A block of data
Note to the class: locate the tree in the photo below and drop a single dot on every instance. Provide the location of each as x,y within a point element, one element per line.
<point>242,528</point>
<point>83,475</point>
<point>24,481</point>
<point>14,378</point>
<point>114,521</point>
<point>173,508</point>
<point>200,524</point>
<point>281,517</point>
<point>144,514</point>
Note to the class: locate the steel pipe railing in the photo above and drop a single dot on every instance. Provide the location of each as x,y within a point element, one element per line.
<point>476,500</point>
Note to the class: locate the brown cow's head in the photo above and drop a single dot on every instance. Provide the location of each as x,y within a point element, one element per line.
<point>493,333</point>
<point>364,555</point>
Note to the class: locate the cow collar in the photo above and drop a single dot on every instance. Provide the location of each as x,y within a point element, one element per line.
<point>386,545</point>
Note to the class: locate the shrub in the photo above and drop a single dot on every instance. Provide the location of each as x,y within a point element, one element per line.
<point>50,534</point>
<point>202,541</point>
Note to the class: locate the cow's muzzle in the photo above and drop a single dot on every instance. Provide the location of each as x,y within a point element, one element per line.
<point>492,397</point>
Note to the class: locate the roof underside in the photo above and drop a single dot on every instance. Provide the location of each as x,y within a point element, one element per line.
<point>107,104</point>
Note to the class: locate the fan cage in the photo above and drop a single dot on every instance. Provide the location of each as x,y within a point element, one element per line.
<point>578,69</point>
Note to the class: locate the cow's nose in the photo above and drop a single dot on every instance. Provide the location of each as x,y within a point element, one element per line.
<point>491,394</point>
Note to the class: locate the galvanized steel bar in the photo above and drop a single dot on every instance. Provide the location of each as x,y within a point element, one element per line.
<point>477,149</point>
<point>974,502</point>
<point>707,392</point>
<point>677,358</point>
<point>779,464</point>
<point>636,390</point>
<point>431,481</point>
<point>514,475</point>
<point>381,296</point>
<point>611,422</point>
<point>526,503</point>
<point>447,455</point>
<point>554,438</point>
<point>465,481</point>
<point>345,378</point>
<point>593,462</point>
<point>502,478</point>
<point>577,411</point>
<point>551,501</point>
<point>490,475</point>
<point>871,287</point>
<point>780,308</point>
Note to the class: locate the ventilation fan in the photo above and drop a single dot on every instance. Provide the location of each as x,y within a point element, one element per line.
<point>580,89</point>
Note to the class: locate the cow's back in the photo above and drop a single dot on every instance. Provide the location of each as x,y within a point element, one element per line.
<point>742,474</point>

→ Aim: Rewrite the listing from its first line through the line with "<point>386,545</point>", putting "place one marker" wherever "drop a single dot" appears and leaving everything else the same.

→ Task response:
Note to the class: locate the tree in the photo below and place one marker on every instance. Provide the location of each as x,y within a point element, one element per line.
<point>242,528</point>
<point>83,475</point>
<point>24,481</point>
<point>14,378</point>
<point>114,521</point>
<point>173,508</point>
<point>200,524</point>
<point>281,517</point>
<point>144,514</point>
Note to the class: locate the steel pipe railing in the photo above and place one marker on every instance. Provide the location of each as x,y within a point element, one element per line.
<point>476,500</point>
Note to the class: locate the brown cow's head in the photo above and place one marker on every instance. Provide the location of each as x,y within a point element, one element per line.
<point>493,333</point>
<point>364,555</point>
Note to the class: locate the cow collar in the photo above and place one marker on every instance. Provide the location of each as x,y within a point element, one element per line.
<point>386,545</point>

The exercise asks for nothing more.